Goal A ::
Answer these from the text on homeownership costs:
(i) What yearly maintenance range does State Farm give?
(ii) How far back should you ask about special assessments when reviewing HOA documents?
(iii) What can you face if you don't pay a special assessment?
Goal B ::
Output, character for character, the stretch of rows from the line containing "Expected: one point per instance of the carport" through the line containing "x=403 y=149", both ends included, and nothing else.

Supplied text ::
━━━━━━━━━━━━━━━━━━━━
HOA special assessments

Even if you know about the regular monthly HOA fee, you may not be thinking about special assessments. These are separate, one-time charges the HOA board can levy on all owners when the community needs a major repair or replacement that the reserve fund can't cover. A new roof on a condo building. Repaving the parking lot. Replacing the elevator. Settling a lawsuit. These bills can land without warning and range from a few hundred dollars to tens of thousands.
Special assessments aren't always disclosed up front, and even when a community's financials look healthy, a single unexpected event can trigger one. The HOA doesn't need your permission to issue an assessment, and you're legally obligated to pay it or face fines and potentially a lien on your property.
When you review HOA documents during your due diligence period, look for any currently pending assessments and ask about ones that have occurred in the last three to five years. A history of frequent special assessments is a warning sign about how the board manages the community's finances.
Routine home maintenance

The standard advice is to budget 1% to 3% of your home's value for maintenance each year. State Farm puts the range at 1% to 4%, adjusted for the age and condition of the home. On a $400,000 house, that's $4,000 to $16,000 a year, every year, for as long as you own it. Older homes trend toward the upper end of that range.
━━━━━━━━━━━━━━━━━━━━
Extracted information ::
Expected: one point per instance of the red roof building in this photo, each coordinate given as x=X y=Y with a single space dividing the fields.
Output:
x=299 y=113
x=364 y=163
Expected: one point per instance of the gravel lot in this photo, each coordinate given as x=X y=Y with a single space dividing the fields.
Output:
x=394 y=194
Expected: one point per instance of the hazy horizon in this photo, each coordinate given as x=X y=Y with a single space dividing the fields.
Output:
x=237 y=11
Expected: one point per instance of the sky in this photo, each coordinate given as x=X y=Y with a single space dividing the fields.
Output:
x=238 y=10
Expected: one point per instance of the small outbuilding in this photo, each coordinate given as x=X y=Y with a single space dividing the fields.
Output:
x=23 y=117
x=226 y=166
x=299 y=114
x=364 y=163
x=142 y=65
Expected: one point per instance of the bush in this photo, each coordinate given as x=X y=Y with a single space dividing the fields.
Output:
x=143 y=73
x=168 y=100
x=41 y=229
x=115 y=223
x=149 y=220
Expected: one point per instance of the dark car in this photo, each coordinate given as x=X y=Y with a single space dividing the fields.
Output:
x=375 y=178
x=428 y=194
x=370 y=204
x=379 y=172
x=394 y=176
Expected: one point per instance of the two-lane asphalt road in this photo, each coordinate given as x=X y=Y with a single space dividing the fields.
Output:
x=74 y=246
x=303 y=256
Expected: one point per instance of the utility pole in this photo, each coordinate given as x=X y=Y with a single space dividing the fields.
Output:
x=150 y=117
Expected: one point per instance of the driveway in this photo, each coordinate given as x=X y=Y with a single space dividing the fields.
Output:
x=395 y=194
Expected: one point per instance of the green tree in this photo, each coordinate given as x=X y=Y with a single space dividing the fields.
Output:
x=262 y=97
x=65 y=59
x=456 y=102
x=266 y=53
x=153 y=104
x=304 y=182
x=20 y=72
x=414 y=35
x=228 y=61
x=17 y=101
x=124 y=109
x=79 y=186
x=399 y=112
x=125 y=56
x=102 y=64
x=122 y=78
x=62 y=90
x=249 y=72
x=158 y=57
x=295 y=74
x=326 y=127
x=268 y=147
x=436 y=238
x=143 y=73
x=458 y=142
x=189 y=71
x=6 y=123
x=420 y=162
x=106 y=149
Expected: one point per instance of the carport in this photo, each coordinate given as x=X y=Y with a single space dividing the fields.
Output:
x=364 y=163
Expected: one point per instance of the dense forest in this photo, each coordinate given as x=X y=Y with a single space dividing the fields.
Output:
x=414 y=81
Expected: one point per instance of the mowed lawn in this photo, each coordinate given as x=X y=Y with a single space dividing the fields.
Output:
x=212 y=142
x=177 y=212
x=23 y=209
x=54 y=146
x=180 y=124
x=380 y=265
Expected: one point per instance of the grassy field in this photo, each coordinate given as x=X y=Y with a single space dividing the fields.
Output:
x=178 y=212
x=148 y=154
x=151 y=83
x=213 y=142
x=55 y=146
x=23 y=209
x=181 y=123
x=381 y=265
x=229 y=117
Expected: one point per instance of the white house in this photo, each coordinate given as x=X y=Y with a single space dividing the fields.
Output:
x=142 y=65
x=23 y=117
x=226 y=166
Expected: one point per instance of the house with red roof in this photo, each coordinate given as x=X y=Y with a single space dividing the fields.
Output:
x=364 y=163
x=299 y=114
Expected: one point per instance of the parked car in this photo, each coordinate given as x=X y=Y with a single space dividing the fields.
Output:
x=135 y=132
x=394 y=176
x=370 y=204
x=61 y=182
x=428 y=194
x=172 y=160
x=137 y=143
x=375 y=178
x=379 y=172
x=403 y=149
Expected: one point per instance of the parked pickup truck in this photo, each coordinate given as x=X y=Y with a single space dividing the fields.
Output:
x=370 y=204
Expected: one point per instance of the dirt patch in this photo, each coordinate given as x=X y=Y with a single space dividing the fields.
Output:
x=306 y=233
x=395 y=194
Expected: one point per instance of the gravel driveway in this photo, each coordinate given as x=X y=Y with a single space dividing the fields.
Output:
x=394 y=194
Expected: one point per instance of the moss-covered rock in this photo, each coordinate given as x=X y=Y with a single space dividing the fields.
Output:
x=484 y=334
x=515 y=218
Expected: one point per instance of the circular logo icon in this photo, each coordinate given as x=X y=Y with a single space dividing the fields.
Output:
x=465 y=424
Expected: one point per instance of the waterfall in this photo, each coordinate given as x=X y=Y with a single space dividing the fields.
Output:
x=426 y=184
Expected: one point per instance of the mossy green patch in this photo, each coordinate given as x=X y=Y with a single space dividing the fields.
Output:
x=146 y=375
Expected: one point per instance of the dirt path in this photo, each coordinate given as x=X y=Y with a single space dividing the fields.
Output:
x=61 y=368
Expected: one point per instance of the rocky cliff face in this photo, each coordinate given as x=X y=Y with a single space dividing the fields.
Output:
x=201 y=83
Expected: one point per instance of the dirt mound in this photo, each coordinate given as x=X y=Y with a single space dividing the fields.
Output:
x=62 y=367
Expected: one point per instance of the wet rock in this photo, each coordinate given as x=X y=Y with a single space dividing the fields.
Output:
━━━━━━━━━━━━━━━━━━━━
Task output A ::
(i) 1% to 4% of the home's value, adjusted for the age and condition of the home.
(ii) The last three to five years.
(iii) Fines and potentially a lien on your property.

Task output B ::
Expected: one point per instance of the carport in this photo, each coordinate given as x=X y=Y with a single space dividing the fields.
Output:
x=364 y=163
Expected: one point per instance of the dense forest in this photo, each coordinate given as x=X y=Y with a single space dividing the fields.
Output:
x=414 y=81
Expected: one point per instance of the mowed lawn in this photo, each coordinate given as x=X y=Y with a single space dividing the fields.
Output:
x=212 y=142
x=177 y=212
x=23 y=209
x=54 y=146
x=180 y=124
x=380 y=265
Expected: one point per instance of the grassy field in this photo, each coordinate given as x=X y=Y with a single space dividing the fields.
Output:
x=178 y=212
x=148 y=154
x=151 y=83
x=213 y=142
x=55 y=146
x=23 y=209
x=181 y=123
x=381 y=265
x=229 y=117
Expected: one point per instance of the white house in this photo, each coordinate given as x=X y=Y with a single space dividing the fields.
Output:
x=142 y=65
x=23 y=117
x=226 y=166
Expected: one point per instance of the house with red roof in this photo, each coordinate given as x=X y=Y with a single space dividing the fields.
Output:
x=364 y=163
x=299 y=114
Expected: one point per instance of the parked car in this photo, each coordinate given as x=X y=Y with a single space dividing the fields.
Output:
x=135 y=132
x=394 y=176
x=370 y=204
x=61 y=182
x=428 y=194
x=172 y=160
x=137 y=143
x=375 y=178
x=379 y=172
x=403 y=149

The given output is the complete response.